Descrição do exercício: Copie sem mudar nada o trecho do texto sobre a vinda de Lévi-Strauss ao Brasil, começando nas palavras "BEATRIZ PERRONE-MOISÉS" e parando logo depois de "obrigatoriamente ao Brasil.".

Trecho do documento:
● ● ● ● ●

São Paulo, domingo, 23 de novembro de 2008

Texto Anterior | Próximo Texto | Índice

O BRASIL POR ACIDENTE

Vinda ao país para lecionar na USP, nos anos 1930, foi uma casualidade que redefiniu os rumos da cultura nacional

BEATRIZ PERRONE-MOISÉS
ESPECIAL PARA A FOLHA

Foi por acaso que Lévi-Strauss veio ao Brasil. Em 1934, depois de estudar direito e filosofia, já tinha descoberto a vocação para a etnologia. Tudo levava o jovem Lévi-Strauss para fora do Velho Mundo, mas nada o trazia obrigatoriamente ao Brasil.
Sua iniciação como etnólogo poderia ter sido realizada em outro lugar: "Se me tivessem proposto a Nova Caledônia [na Oceania] ou a África, eu teria aceitado", diria ele mais tarde. Mas foi aqui que ocorreu.
"Minha carreira foi decidida num domingo do outono de 1934, às 9h, num telefonema", conta ele em "Tristes Trópicos", o livro que o tornou conhecido do grande público como escritor. Livro inclassificável, espécie de microcosmo de toda a obra. O tal telefonema era um convite para vir dar aulas na recém-fundada Universidade de São Paulo, onde poderia, disseram-lhe, fazer pesquisa com os índios nos arrabaldes da cidade.
Os índios estavam bem mais longe, mas o trabalho de campo entre eles, indispensável para obter suas "credenciais de etnólogo", seria realizado aqui. Lévi-Strauss descreve o Brasil, sobretudo em "Tristes Trópicos" (mas também na introdução a "Saudades do Brasil", de 1994), com cheiro, ruído, tato, paladar, audição e visão, operando constantemente com códigos sensoriais, como que prefigurando "O Pensamento Selvagem" (1962) e os mitos desdobrados nas "Mitológicas" (1964-71).
Também descreve a natureza, homenageando paisagens como a do litoral entre Santos e o Rio de Janeiro, a que chama de "trópicos de sonho".

● ● ● ● ●

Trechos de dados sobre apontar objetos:

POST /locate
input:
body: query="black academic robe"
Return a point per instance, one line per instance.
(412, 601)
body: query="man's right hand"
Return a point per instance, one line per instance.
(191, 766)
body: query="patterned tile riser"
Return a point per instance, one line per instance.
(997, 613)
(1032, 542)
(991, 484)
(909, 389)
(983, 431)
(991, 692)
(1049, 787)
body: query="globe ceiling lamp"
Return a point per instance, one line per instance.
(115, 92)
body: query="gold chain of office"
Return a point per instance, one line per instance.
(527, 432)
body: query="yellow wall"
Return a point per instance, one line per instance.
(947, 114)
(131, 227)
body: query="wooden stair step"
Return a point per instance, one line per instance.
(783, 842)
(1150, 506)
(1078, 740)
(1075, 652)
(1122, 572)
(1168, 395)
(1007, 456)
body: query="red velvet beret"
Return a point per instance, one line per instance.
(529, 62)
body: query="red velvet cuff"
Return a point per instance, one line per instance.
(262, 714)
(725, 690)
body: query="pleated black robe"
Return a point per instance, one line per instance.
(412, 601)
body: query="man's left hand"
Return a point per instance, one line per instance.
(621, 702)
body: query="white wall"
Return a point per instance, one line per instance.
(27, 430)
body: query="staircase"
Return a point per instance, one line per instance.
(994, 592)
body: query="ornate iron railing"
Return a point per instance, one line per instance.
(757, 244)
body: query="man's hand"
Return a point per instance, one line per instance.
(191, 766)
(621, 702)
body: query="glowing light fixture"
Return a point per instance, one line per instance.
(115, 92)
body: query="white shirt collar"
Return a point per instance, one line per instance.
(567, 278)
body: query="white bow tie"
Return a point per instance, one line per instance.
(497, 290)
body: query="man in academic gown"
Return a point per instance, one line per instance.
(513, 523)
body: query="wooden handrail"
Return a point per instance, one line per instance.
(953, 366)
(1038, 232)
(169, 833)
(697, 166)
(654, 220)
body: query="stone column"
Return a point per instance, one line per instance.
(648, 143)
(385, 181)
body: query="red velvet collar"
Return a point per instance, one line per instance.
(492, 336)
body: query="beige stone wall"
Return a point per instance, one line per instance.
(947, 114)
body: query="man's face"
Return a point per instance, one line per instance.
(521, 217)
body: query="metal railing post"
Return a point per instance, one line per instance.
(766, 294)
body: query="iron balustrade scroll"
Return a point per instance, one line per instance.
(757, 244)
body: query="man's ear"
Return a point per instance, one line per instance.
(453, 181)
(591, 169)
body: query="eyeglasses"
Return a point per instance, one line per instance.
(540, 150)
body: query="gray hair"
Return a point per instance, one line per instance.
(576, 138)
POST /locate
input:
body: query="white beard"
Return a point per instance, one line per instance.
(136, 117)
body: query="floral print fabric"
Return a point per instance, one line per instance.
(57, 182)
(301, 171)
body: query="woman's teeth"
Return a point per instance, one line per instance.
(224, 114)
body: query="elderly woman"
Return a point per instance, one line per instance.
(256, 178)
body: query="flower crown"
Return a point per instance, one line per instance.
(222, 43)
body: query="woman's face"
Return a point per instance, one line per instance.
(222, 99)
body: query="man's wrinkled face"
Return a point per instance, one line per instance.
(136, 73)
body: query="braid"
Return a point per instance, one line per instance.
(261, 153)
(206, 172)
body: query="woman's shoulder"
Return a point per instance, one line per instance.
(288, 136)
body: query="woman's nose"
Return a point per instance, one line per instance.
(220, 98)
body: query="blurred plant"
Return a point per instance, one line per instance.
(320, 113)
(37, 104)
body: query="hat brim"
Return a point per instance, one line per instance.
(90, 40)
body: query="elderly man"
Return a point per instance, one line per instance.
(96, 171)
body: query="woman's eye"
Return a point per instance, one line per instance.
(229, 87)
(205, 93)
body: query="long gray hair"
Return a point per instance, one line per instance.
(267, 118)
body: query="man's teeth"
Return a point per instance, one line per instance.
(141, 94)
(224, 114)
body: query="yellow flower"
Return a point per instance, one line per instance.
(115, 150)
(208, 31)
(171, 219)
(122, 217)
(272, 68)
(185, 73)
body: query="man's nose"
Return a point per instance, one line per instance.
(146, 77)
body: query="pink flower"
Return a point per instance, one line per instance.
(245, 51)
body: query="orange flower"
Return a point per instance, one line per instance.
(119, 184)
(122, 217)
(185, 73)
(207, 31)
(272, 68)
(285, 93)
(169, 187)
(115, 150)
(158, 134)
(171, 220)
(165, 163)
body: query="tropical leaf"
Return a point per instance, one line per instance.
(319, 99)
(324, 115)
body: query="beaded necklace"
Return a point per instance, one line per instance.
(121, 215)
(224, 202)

● ● ● ● ●

Resposta:
BEATRIZ PERRONE-MOISÉS
ESPECIAL PARA A FOLHA

Foi por acaso que Lévi-Strauss veio ao Brasil. Em 1934, depois de estudar direito e filosofia, já tinha descoberto a vocação para a etnologia. Tudo levava o jovem Lévi-Strauss para fora do Velho Mundo, mas nada o trazia obrigatoriamente ao Brasil.